* _Required work_:
Write out all of the records below word for word, leaving out the picture.

┄┄┄┄┄┄┄┄┄┄

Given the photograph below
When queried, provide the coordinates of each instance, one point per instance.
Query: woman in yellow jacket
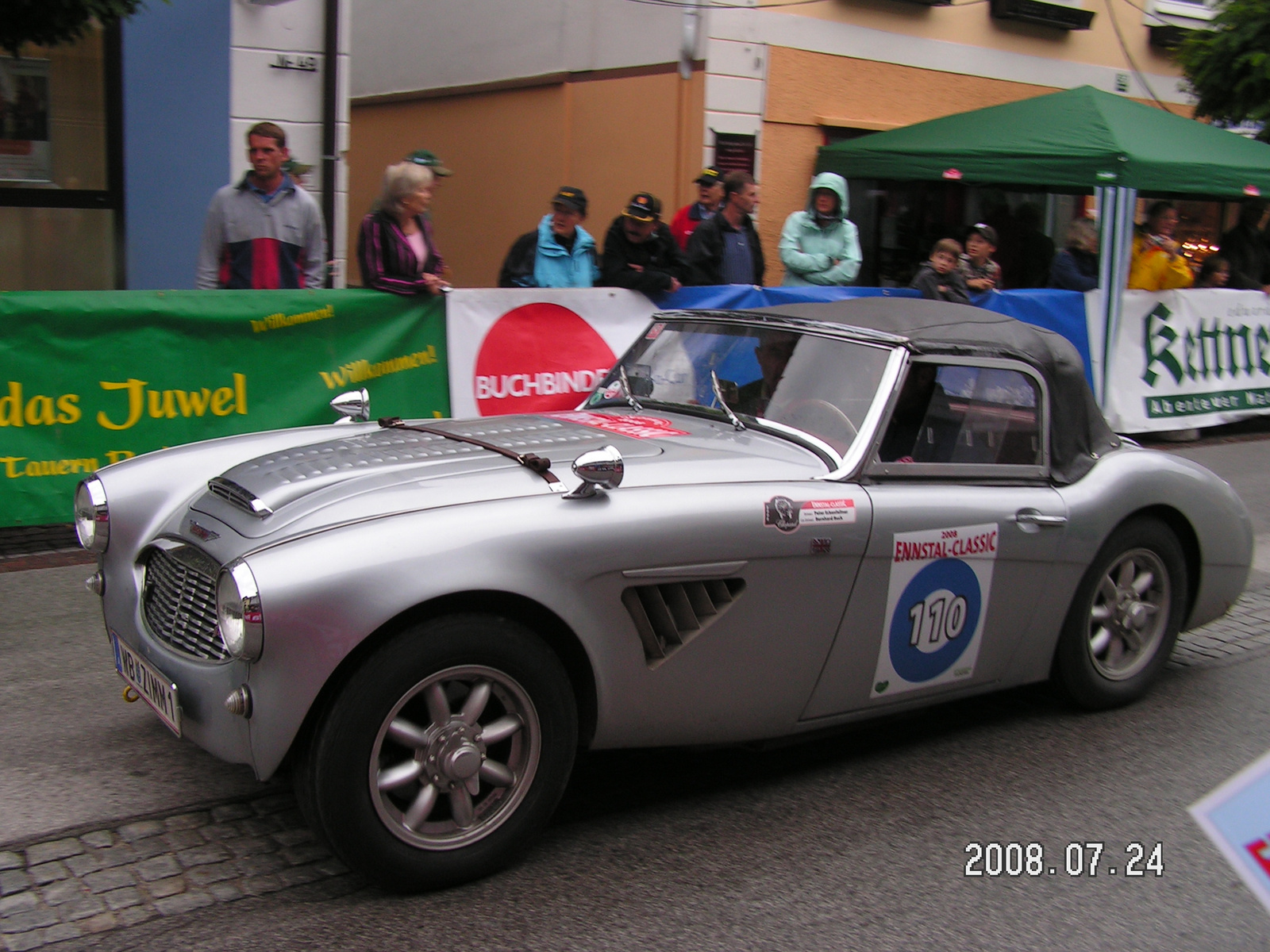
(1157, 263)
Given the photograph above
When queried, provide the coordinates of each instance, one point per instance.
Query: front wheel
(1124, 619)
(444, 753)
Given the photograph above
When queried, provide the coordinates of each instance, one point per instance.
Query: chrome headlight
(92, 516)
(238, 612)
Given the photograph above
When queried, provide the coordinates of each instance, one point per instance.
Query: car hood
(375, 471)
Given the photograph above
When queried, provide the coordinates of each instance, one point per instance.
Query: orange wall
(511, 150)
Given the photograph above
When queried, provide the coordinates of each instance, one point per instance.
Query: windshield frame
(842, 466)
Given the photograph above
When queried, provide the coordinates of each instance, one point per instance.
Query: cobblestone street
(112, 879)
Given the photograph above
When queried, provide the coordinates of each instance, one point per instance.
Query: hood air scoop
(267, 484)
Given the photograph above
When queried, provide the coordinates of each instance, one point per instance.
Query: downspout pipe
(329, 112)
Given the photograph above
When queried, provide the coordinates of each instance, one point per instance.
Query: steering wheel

┄┄┄┄┄┄┄┄┄┄

* _Answer for the task_:
Given the photograph below
When queried, provide the coordinates of each instance, one point per instance.
Query: woman in yellow jacket
(1157, 263)
Given the photograph above
When queried, provide the coordinates of each instance, one point per instance.
Query: front wheel
(1124, 619)
(444, 753)
Given the photograph above
When queried, provide the coordinates of each instance, one point per instance.
Query: chrome headlight
(92, 516)
(238, 612)
Given the photograph above
When queried, provide the coordinates of each instance, one point per instance.
Query: car hood
(375, 471)
Given the photograph above
When queried, provide the coordinates of each instance, one point per instance.
Query: orange wall
(511, 150)
Given the photograph above
When queried, provide the coordinates of each instance, one point per instance.
Query: windshield frame
(842, 466)
Given the photograph above
When queried, provide the coordinates of each instance, one point per instance.
Query: cobblestone street
(112, 879)
Given the photograph above
When queried, provide the coordinates of each instance, one point per instance.
Query: hood air scoop
(267, 484)
Given the photograph above
When queried, provide the coordinates of each instance, one point per instance.
Query: downspout pipe
(329, 112)
Given the photograph above
When queried, provide the coordinates of each instance, one point per instance.
Query: steering wheel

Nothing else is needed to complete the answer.